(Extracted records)

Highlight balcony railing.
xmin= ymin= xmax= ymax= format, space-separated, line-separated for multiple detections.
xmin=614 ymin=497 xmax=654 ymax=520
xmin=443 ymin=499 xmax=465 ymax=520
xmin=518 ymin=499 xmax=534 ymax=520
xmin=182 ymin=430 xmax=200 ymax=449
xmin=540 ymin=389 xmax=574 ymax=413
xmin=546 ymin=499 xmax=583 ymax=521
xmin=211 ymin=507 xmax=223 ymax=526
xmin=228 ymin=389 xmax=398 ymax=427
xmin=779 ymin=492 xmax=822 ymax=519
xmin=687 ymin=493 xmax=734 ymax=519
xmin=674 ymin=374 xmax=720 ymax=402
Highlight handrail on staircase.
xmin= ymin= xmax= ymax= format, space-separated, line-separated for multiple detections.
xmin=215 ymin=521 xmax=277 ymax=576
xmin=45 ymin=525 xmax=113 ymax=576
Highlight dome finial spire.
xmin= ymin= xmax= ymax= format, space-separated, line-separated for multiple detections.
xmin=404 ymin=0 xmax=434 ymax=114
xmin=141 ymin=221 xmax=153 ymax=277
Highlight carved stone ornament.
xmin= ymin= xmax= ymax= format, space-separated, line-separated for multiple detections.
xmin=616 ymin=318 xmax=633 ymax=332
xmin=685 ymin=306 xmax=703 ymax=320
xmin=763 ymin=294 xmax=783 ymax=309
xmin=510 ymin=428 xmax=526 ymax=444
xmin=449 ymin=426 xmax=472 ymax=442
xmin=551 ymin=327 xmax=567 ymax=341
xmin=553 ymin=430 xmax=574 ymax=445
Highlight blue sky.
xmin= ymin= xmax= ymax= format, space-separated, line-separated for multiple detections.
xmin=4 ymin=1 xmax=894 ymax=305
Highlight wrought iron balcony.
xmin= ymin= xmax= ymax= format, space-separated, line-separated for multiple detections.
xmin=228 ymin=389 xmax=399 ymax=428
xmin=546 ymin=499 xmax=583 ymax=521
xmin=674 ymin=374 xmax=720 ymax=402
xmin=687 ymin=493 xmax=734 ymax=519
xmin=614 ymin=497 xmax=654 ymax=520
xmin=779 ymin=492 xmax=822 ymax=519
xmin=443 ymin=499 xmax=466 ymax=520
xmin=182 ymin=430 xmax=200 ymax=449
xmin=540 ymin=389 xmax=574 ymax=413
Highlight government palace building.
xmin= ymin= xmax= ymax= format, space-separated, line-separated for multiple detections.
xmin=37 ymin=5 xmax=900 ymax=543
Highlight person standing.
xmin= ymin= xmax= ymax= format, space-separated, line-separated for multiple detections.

## WHAT IS EXPECTED
The records above are to be returned exactly as they appear.

## TASK OUTPUT
Highlight balcony railing.
xmin= ymin= xmax= ymax= format, space-separated, line-separated for multiple detections.
xmin=614 ymin=497 xmax=654 ymax=520
xmin=443 ymin=499 xmax=465 ymax=520
xmin=518 ymin=499 xmax=534 ymax=520
xmin=182 ymin=430 xmax=200 ymax=449
xmin=540 ymin=389 xmax=574 ymax=413
xmin=546 ymin=499 xmax=583 ymax=521
xmin=211 ymin=507 xmax=223 ymax=526
xmin=228 ymin=389 xmax=398 ymax=427
xmin=779 ymin=492 xmax=822 ymax=519
xmin=687 ymin=493 xmax=734 ymax=519
xmin=674 ymin=374 xmax=720 ymax=402
Highlight handrail on staircase.
xmin= ymin= xmax= ymax= format, space-separated, line-separated for multiple detections.
xmin=215 ymin=521 xmax=277 ymax=576
xmin=45 ymin=525 xmax=113 ymax=576
Highlight dome finial spire.
xmin= ymin= xmax= ymax= format, space-separated, line-separated for multiple detections.
xmin=404 ymin=0 xmax=434 ymax=114
xmin=141 ymin=221 xmax=153 ymax=277
Highlight carved stone ornament.
xmin= ymin= xmax= ymax= format, space-separated, line-separated for multiple detections.
xmin=616 ymin=318 xmax=633 ymax=332
xmin=685 ymin=306 xmax=703 ymax=320
xmin=763 ymin=294 xmax=783 ymax=309
xmin=510 ymin=428 xmax=526 ymax=444
xmin=449 ymin=426 xmax=472 ymax=442
xmin=551 ymin=327 xmax=567 ymax=341
xmin=553 ymin=430 xmax=574 ymax=445
Highlight blue sky.
xmin= ymin= xmax= ymax= format, space-separated, line-separated for multiple detections.
xmin=4 ymin=1 xmax=894 ymax=305
Highlight wrought iron balcony.
xmin= ymin= xmax= ymax= format, space-separated, line-separated for multiple detections.
xmin=228 ymin=389 xmax=399 ymax=428
xmin=546 ymin=499 xmax=583 ymax=521
xmin=674 ymin=374 xmax=720 ymax=402
xmin=687 ymin=493 xmax=734 ymax=519
xmin=614 ymin=497 xmax=654 ymax=520
xmin=779 ymin=492 xmax=822 ymax=519
xmin=443 ymin=499 xmax=466 ymax=520
xmin=182 ymin=430 xmax=200 ymax=449
xmin=540 ymin=389 xmax=574 ymax=413
Highlight government palace building.
xmin= ymin= xmax= ymax= format, space-separated, line-separated for multiple detections.
xmin=37 ymin=5 xmax=900 ymax=543
Highlight person standing.
xmin= ymin= xmax= ymax= format, space-separated, line-separated for multiple detections.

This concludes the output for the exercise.